Collect every line of the data below that contains the word "jeans", copying each one in full. Case counts, so only lines matching that exact capitalization belong.

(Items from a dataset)
+===+
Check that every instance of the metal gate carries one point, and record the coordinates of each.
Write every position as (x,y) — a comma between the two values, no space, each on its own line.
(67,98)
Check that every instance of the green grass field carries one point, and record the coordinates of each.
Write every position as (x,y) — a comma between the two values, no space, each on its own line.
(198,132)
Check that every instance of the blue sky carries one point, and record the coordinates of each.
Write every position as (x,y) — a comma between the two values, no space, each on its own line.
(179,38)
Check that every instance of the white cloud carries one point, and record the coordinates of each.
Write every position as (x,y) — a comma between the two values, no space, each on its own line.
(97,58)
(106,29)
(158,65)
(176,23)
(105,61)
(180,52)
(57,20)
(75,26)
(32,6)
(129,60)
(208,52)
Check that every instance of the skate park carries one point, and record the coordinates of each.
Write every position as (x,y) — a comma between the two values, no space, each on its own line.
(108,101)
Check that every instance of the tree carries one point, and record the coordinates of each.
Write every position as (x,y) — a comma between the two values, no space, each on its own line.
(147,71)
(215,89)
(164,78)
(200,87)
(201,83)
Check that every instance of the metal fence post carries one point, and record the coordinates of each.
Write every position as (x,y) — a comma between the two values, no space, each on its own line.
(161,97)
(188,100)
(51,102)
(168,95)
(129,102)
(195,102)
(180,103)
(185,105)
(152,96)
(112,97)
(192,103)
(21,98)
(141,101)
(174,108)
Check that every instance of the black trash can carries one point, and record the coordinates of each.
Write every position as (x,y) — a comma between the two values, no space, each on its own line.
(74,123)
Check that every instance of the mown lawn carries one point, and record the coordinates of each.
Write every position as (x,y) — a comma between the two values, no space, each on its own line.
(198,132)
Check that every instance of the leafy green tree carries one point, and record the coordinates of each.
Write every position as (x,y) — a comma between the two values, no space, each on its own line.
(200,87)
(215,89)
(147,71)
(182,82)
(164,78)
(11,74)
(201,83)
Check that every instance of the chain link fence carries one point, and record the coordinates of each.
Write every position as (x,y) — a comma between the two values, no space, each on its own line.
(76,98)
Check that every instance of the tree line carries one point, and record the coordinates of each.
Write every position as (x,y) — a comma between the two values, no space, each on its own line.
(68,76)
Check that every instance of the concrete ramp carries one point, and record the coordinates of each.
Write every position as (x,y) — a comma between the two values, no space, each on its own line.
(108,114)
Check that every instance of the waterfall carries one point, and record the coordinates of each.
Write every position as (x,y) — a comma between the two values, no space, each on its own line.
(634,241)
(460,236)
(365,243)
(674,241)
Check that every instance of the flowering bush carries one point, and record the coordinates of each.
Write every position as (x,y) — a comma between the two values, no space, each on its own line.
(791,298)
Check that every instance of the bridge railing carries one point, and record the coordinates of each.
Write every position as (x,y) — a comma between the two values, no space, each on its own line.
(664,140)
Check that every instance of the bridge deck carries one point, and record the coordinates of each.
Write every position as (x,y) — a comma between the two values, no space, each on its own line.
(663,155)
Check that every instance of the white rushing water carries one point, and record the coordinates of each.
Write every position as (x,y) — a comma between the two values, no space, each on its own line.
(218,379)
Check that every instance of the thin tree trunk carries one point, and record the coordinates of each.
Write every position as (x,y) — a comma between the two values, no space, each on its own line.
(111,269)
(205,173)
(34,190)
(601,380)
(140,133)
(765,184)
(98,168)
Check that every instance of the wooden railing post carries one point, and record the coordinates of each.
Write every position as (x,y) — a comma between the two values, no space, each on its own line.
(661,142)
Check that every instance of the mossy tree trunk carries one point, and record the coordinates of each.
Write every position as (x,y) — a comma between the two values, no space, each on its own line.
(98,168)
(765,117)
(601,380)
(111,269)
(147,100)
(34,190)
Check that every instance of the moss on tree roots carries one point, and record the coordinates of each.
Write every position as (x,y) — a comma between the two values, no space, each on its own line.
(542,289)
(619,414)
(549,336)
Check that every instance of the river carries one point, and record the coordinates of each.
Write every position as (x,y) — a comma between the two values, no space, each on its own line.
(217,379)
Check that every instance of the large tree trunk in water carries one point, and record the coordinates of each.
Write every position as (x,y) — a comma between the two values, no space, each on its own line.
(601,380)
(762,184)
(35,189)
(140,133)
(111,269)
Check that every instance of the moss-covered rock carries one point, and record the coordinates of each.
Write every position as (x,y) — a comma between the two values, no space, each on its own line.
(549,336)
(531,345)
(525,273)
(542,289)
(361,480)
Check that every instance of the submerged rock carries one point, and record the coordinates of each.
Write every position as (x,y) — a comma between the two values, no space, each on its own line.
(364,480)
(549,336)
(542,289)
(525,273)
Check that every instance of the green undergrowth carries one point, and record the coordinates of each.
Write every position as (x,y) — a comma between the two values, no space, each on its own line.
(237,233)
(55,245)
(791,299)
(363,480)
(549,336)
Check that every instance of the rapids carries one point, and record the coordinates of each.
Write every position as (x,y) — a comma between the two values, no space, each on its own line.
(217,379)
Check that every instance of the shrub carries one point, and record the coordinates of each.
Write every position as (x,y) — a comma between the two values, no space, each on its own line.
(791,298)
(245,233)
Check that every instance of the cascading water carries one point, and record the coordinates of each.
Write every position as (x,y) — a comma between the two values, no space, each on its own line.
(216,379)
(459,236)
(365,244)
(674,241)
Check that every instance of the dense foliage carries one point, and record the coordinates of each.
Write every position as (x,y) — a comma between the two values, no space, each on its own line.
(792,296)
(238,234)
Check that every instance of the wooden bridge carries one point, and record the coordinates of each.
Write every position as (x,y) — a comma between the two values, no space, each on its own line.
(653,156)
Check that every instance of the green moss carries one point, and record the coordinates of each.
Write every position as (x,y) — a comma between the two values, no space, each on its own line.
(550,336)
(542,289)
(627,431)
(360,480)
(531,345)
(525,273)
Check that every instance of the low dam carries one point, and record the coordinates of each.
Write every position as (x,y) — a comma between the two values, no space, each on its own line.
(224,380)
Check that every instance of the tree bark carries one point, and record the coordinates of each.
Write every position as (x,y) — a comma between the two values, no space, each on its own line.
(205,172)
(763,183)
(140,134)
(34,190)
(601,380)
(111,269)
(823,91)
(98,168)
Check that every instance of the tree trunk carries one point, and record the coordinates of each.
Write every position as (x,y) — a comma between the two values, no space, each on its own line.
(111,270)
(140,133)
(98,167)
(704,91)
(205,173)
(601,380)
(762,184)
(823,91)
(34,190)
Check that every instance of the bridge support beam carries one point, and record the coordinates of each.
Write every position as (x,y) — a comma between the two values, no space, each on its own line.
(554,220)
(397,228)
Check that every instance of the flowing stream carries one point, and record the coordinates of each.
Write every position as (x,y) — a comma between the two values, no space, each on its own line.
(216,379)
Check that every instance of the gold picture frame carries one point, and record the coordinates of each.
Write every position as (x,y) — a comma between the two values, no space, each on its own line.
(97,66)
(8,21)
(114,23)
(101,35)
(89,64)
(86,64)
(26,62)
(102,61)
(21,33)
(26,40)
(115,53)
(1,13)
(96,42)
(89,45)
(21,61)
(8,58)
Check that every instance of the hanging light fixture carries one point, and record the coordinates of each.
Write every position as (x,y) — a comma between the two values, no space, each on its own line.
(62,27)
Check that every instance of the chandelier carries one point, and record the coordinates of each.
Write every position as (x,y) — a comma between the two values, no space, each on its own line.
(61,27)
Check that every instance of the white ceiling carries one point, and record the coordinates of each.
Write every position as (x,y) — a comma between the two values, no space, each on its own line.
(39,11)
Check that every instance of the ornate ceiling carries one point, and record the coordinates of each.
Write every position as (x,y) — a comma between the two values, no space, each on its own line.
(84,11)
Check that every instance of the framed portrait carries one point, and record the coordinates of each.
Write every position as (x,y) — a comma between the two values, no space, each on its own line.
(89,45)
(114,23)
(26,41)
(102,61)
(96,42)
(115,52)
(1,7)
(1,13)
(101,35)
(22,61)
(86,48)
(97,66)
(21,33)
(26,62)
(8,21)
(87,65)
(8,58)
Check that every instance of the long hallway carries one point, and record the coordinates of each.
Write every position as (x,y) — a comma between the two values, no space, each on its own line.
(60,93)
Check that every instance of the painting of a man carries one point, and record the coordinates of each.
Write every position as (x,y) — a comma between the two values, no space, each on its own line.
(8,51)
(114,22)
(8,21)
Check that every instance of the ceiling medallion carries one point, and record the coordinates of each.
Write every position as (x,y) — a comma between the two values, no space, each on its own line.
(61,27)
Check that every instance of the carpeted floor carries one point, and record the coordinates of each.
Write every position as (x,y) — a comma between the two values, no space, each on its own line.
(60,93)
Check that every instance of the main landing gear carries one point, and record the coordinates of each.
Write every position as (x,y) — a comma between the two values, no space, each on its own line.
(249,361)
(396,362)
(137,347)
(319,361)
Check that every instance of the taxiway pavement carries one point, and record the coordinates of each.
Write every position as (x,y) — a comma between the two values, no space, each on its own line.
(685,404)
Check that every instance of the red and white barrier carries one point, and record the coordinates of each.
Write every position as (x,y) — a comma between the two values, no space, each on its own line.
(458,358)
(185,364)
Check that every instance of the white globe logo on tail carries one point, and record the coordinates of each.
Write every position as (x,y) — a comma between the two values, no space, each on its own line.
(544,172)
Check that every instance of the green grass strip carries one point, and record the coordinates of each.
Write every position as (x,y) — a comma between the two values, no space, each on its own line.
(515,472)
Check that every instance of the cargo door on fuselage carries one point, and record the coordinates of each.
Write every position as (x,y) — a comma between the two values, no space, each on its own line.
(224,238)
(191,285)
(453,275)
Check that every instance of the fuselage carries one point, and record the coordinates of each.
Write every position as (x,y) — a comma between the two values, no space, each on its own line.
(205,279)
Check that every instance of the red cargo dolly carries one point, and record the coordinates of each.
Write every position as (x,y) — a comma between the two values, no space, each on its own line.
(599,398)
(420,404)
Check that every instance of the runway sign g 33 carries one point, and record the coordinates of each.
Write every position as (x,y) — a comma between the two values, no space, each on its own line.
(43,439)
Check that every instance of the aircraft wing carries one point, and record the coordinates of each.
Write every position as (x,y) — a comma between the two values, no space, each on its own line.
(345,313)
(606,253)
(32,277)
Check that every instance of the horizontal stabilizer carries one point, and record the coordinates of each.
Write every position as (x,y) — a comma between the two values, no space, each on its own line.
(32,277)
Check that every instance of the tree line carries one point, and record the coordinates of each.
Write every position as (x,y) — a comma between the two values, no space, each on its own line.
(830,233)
+===+
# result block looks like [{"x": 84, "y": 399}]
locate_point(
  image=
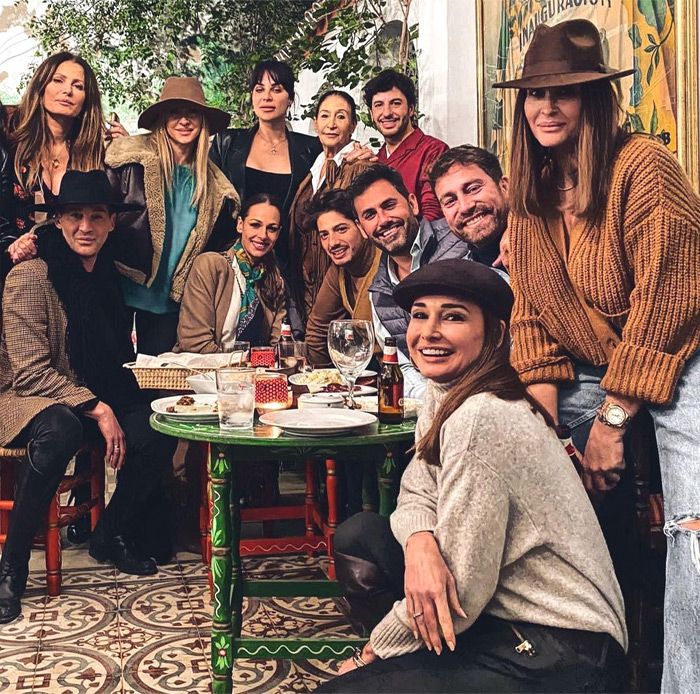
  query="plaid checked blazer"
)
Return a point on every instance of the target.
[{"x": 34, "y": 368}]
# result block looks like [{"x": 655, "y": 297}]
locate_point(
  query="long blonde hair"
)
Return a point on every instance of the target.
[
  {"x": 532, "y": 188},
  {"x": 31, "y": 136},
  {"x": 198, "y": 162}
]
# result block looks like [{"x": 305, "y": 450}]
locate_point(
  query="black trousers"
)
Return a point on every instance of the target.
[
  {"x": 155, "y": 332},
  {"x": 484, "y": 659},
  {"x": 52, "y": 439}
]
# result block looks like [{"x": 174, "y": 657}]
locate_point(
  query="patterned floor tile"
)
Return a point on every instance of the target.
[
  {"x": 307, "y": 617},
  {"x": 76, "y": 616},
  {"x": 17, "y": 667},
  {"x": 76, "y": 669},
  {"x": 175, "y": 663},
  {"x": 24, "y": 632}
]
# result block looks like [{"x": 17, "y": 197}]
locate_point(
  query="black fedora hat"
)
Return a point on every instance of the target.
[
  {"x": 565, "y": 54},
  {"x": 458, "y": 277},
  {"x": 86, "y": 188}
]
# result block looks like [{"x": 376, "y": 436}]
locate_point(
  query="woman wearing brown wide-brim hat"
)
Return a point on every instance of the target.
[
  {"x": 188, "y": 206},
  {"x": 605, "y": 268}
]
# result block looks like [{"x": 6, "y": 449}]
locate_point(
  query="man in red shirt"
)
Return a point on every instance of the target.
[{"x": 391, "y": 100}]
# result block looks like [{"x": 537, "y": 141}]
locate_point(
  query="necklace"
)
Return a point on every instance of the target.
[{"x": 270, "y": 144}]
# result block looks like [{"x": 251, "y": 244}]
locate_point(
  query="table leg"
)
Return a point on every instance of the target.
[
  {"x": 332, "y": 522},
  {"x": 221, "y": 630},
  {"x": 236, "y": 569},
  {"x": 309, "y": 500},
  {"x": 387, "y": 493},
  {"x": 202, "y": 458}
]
+===+
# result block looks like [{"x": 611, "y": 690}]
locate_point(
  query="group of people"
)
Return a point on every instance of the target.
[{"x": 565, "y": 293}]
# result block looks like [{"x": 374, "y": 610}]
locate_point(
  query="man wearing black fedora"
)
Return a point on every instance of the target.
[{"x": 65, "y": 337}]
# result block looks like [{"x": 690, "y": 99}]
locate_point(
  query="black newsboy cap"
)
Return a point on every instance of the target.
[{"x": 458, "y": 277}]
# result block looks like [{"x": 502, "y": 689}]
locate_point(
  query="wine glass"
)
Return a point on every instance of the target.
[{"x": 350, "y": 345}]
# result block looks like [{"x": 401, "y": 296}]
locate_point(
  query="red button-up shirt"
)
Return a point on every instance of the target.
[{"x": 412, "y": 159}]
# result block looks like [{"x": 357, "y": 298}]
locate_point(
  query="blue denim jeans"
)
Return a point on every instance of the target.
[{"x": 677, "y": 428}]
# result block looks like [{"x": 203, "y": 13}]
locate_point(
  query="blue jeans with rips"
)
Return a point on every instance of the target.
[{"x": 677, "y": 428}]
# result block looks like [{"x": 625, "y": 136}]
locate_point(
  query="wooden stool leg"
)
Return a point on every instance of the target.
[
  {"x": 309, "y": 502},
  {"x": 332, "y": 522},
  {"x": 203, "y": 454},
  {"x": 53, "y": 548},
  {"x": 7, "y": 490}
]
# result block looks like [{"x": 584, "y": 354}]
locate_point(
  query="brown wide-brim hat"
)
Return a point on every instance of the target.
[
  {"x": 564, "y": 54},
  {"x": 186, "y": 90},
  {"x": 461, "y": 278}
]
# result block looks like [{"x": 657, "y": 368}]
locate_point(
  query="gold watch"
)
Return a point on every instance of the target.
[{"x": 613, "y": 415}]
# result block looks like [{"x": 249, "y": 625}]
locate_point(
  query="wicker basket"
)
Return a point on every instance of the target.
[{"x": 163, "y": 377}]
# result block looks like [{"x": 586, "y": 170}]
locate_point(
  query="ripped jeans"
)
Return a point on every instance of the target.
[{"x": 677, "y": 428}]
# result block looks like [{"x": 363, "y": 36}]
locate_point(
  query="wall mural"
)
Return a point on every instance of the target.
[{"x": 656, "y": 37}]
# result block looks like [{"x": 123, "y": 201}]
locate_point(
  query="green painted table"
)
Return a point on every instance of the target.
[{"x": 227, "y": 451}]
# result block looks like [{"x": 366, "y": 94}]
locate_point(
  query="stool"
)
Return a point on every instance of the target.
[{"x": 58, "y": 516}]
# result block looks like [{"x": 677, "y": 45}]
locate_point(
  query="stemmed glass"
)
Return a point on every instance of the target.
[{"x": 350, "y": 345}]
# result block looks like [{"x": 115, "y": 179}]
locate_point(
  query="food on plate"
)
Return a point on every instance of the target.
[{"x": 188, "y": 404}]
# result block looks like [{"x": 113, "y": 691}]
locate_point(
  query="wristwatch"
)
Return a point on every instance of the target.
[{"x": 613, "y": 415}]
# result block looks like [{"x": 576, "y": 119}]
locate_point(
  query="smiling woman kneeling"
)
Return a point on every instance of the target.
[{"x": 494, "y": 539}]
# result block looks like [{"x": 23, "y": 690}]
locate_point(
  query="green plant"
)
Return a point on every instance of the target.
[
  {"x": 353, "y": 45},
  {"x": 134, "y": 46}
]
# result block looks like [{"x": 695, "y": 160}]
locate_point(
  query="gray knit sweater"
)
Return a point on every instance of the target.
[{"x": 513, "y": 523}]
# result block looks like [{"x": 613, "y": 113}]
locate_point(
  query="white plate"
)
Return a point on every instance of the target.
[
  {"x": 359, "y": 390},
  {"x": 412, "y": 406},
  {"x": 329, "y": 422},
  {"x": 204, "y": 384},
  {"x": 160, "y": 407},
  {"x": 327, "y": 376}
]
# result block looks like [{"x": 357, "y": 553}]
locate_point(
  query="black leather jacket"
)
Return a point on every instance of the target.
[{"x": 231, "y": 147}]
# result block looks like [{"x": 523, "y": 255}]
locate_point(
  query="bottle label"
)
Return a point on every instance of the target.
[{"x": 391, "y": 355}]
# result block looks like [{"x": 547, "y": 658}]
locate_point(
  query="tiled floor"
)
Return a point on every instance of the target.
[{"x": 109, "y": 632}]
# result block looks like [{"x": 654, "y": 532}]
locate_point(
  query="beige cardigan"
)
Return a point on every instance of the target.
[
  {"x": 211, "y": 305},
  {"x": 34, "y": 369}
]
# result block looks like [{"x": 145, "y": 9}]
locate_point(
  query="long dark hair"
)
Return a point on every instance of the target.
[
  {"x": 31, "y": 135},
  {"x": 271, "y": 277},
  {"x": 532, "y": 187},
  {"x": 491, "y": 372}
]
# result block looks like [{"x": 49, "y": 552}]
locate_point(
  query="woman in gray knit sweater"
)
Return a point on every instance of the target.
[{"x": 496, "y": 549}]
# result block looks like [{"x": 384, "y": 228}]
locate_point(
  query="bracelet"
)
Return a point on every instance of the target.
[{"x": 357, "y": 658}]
+===+
**Exercise result**
  query="blue denim jeans"
  query="blue jeans with rips"
  query="ripped jeans"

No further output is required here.